_WHAT IS EXPECTED_. Count how many lines of the listing below contain the string "plate", and give only that number.

— Start RECORDED INFORMATION —

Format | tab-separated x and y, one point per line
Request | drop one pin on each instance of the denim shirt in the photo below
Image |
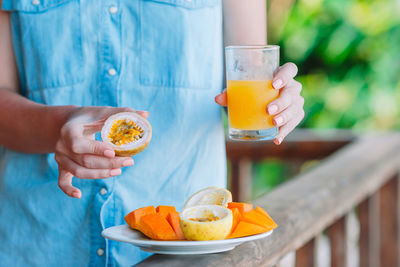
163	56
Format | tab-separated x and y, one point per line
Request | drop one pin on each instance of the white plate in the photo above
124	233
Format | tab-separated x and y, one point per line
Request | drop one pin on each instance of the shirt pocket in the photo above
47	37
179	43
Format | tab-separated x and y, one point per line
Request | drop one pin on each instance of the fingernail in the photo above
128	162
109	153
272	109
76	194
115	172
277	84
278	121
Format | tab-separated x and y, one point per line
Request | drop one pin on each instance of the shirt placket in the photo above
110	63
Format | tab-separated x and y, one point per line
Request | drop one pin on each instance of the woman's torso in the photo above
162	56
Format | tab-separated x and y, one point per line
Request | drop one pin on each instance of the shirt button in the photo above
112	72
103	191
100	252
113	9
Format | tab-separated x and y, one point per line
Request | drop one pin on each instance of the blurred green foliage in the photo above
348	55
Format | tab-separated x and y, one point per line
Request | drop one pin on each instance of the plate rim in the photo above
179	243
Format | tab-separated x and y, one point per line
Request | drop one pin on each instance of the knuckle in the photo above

— End RECORDED INFORMATION —
— Start RECORDED INFORMATION —

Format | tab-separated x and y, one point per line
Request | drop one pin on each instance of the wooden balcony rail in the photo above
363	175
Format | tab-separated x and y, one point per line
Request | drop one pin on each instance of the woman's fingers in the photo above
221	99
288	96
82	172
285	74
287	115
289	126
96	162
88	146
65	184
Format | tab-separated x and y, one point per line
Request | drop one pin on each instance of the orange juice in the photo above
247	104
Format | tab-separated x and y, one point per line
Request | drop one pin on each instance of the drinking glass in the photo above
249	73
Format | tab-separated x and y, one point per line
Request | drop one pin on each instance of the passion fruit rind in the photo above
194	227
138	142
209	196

— End RECORDED INFORMATION —

_EXERCISE RESULT_. 2